提示本文:
_ _ _ _ _
コロナ禍前の2019年に公演する石見神楽東京社中=東京都内
コロナ禍前の2019年に公演する石見神楽東京社中=東京都内

 首都圏在住の島根県出身者でつくる「石見神楽東京社中」が活動10年を向かえた。神楽の知名度アップを目指し発信を続けてきたが、新型コロナウイルスの感染拡大により一時は休止に追い込まれた。再起となる10周年記念公演を7月に予定しており、新しい衣装で節目を飾ろうと準備を進めている。
 2011年に活動を始め、約20人が所属。文京区内のホールや首都圏での県関連イベントで神楽舞を披露して、ファンを増やしてきた。年間30回程度の公演は、コロナ禍により20年はことごとく中止となった。発足時から携わる小加本行広代表(39)=浜田市出身=は「集まって練習さえもできない状態で、状況を受け止め活動を休止せざるをえなかった」と振り返る。
 10周年記念公演は7月3日に杉並区高円寺の劇場「座・高円寺2」で開く。感染防止対策のため来場者数を収容人数の半分以下にし、オンライン配信も実施。昼と夕2回公演で「八幡」「恵比須」「大蛇」などの演目を披露する。
 目玉として予定するのは、新たな衣装のお披露目だ。石見神楽の衣装は金や銀の糸を使い、職人が繊細な刺しゅうで鶴、虎、龍などの立体的な装飾を施すことが特徴で、こだわりの「一点物」は各社中の誇りとなっている。東京社中は金蘭と呼ばれる金箔や金糸でつくる衣装を持っているが、舞える演目が「恵比須」や「大蛇」に限られていた。
 装飾を施した衣装があれば神や鬼が登場する花形演目に幅が広がる。小加本代表は「10年、20年と次世代につないでいくものにしたい」と力を込める。
 衣装の制作費をクラウドファンディング(CF)で募っている。目標金額は100万円に設定。2500円~30万円の6コースから寄付額が選べ、石見神楽にまつわるグッズや出張公演などを特典としている。衣装は江津市内の専門業者に注文する。
_ _ _ _ _
データ部分:
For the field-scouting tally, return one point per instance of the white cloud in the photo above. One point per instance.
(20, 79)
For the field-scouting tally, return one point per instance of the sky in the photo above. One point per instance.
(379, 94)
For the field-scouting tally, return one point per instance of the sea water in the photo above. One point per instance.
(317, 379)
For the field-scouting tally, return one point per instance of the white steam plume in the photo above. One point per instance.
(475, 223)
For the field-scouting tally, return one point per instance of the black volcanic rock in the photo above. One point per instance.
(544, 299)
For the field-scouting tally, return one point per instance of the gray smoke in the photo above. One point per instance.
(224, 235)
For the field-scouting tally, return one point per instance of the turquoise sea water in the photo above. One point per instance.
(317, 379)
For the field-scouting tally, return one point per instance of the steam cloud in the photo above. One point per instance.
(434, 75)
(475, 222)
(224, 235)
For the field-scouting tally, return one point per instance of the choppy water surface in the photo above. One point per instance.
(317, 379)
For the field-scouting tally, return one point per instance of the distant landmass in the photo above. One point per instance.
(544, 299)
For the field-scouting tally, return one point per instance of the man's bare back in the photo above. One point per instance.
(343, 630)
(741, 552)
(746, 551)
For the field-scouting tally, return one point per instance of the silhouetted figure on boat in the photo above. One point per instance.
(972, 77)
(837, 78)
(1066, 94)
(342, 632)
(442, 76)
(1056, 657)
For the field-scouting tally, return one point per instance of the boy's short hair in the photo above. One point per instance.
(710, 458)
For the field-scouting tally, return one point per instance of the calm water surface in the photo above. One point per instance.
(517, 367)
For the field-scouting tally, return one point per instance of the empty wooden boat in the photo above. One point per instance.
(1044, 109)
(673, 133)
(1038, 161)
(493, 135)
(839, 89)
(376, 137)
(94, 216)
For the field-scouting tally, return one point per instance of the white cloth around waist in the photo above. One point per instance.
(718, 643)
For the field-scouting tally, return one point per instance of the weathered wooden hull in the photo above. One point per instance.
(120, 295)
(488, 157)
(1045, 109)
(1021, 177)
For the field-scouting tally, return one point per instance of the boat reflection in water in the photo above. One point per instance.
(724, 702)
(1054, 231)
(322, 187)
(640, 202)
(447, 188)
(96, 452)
_ _ _ _ _
必要な作業 A:
石見神楽東京社中の記事によると、10周年記念公演はどこで開かれる予定ですか。
必要な作業 B:
石見神楽東京社中の記事のうち、「10周年記念公演は7月3日に」を含む語句で始まり「ものにしたい」と力を込める。」で終わる部分を、「オンライン配信」を「ライブ配信」に置き換えて書き直してください。
記録を参照する必要はありません。

作業への回答 A:
杉並区高円寺の劇場「座・高円寺2」です。

作業への回答 B:
10周年記念公演は7月3日に杉並区高円寺の劇場「座・高円寺2」で開く。感染防止対策のため来場者数を収容人数の半分以下にし、ライブ配信も実施。昼と夕2回公演で「八幡」「恵比須」「大蛇」などの演目を披露する。
 目玉として予定するのは、新たな衣装のお披露目だ。石見神楽の衣装は金や銀の糸を使い、職人が繊細な刺しゅうで鶴、虎、龍などの立体的な装飾を施すことが特徴で、こだわりの「一点物」は各社中の誇りとなっている。東京社中は金蘭と呼ばれる金箔や金糸でつくる衣装を持っているが、舞える演目が「恵比須」や「大蛇」に限られていた。
 装飾を施した衣装があれば神や鬼が登場する花形演目に幅が広がる。小加本代表は「10年、20年と次世代につないでいくものにしたい」と力を込める。